→ Task statement
Can you go on writing the passage about testing VTPNs trained via KgDRL, starting right after its last sentence?

→ Supplied text

3.1.2. Testing performance of VTPNs trained via KgDRL

In this section, we studied the treatment planning performance using purely the human rules, and two optimal VTPNs trained in three-fold cross validation via KgDRL with 8 episodes and DRL with 100 episodes, respectively. In addition, we also studied the performance of the VTPN trained via standard DRL with training suspended at 8 episodes to further highlight the training efficiency gain of KgDRL.

In Fig. 4, we first show the treatment planning process for one representative patient case performed by the VTPN trained with 8 episodes of KgDRL. It was observed that the VTPN successfully improved the plan quality, as evidenced by the generally increasing trend of the plan score along the planning process, and finally reaching the maximal score of 9. Specifically, the VTPN firstly determined to decrease the value of τrec to improve rectum sparing, and then focused on eliminating hot spots and enhancing the PTV dose homogeneity by raising λ, the weighting factor of PTV overdose in the objective function. It then changes the weighting factors of rectum and bladder, respectively, to adjust their importance. Later on, τbla was adjusted to reduce the dose delivered to bladder. In 18 steps of TPP adjustment, the plan score reached 9, i.e. the highest score in our scoring system, which concluded the treatment planning process. The planning process using VTPN trained with 100 episodes of the standard DRL was similar, and hence is not presented.

Figure 4.

Figure 4.

Evolution of DVH, dose distribution, TPPs, and PlanIQ scores for a representative testing patient case in the planning process performed by the VTPN trained with 8 episodes of KgDRL. (a1) From left to right: DVHs at TPP adjustment steps 0 (initial plan), 5, 10, 15, and 18 (final step) compared with that of the initial plan. (a2) Corresponding dose distributions. (b) and (c) TPP values and PlanIQ plan scores along the planning process.

→ Data under study
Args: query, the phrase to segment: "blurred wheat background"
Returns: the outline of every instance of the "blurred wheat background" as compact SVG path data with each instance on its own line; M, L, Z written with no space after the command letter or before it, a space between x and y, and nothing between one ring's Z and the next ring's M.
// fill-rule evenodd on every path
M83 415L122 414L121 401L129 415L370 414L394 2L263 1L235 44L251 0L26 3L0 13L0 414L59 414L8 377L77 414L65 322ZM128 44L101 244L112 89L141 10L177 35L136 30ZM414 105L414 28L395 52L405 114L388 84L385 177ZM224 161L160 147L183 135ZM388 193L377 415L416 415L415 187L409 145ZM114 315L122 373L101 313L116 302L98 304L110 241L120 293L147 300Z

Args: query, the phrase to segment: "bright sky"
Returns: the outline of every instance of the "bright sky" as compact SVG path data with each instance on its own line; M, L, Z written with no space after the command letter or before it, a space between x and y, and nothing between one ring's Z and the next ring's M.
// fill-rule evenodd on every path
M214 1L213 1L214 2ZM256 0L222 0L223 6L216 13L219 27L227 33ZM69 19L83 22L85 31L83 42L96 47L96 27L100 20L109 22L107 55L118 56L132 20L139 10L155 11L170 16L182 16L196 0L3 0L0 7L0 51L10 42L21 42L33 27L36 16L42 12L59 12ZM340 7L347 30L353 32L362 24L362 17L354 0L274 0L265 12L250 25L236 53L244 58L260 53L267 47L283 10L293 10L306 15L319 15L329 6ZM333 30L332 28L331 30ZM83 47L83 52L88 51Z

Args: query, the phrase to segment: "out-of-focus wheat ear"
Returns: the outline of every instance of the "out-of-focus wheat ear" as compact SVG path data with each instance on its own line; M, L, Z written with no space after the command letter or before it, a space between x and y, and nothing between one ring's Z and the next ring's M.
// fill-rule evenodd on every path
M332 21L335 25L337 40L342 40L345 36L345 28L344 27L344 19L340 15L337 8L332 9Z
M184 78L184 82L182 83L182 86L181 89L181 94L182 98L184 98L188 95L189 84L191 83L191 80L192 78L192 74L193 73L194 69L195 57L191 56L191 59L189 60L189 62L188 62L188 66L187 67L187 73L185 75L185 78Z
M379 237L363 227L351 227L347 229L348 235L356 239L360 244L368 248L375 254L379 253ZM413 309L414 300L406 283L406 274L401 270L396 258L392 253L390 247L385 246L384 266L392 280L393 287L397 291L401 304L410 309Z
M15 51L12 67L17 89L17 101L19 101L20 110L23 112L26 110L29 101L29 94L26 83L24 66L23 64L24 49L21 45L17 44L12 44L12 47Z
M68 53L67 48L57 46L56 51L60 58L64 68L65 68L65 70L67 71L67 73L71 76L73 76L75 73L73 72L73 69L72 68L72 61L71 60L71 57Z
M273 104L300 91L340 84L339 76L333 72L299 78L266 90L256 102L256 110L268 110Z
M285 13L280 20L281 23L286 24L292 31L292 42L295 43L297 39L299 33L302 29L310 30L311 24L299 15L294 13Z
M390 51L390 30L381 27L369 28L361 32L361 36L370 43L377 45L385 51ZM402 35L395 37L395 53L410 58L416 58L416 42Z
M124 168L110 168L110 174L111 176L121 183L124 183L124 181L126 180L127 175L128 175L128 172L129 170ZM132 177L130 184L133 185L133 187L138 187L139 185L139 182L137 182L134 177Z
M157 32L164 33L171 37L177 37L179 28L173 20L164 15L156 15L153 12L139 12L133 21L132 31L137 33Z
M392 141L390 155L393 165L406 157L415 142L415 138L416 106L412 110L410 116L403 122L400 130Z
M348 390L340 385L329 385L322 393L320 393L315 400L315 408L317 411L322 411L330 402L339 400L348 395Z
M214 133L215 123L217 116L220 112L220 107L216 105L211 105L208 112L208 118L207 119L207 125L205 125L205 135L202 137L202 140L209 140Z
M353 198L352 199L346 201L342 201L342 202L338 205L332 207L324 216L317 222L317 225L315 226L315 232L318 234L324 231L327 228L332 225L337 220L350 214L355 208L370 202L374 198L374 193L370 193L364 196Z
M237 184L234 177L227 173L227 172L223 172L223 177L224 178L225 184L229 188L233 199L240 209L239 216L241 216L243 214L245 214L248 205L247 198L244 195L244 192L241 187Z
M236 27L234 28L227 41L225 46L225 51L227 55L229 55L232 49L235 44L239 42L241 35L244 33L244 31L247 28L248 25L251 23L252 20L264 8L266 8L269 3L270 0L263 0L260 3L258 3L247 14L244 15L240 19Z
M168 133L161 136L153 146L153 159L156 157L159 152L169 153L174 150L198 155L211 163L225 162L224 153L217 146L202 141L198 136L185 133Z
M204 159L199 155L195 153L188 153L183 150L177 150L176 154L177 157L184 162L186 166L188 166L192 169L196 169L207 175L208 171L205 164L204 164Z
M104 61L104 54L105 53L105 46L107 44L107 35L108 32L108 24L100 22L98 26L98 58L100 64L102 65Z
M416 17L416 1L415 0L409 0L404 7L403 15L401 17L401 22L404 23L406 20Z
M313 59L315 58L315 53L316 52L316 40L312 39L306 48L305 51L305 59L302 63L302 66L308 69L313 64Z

→ Expected output
We evaluated the effectiveness of using human rules for TPP adjustment on all testing patients, see Fig. 5 and Table 2. Compared to the initial plans that were generated with all TPPs set to unity, the rules were able to improve the plan score from 4.97 (±2.02) to 7.81 (±1.59) (average plan score (± standard deviation)). Yet, there was still rooms to further improve the resulting plans, especially for those receiving relatively low scores. The main reason for the relatively low performance of the rule-based planning process was that we only selected three general rules being valid for most of the patient cases. These rules were not complete and by no means optimal for each specific patient. In particular, the rules failed to improve plans for two of the testing patient cases, which made the resulting plan scores less than one. This in fact highlighted the need of developing the VTPN to learn how to intelligently adjust TPPs for specific patient cases.

Figure 5.

Figure 5.

A box plot comparing PlanIQ plan scores. Each blue box covers the 25th and 75th percentiles of the plan scores on 59 testing patient cases, while the red line in the middle gives the median value. Top and bottom lines indicate maximal and minimal scores. From left to right: initial plans, plans generated using only rules, plans generated by VTPN trained with 8 episodes of DRL, plans generated by VTPN trained with 100 episodes of DRL, and plans generated by VTPN trained with 8 episodes of KgDRL.

Table 2.

Comparison of performance using rules only, DRL and KgDRL on testing dataset.

Initial Rules DRL KgDRL
Number of training episodes -- -- 8 100 8
Training time (hours) -- -- 13 172 13
Average PlanIQ score (± standard deviation) 4.97 (±2.02) 7.81 (±1.59) 5.87 (±2.37) 8.43 (±0.48) 8.82 (±0.29)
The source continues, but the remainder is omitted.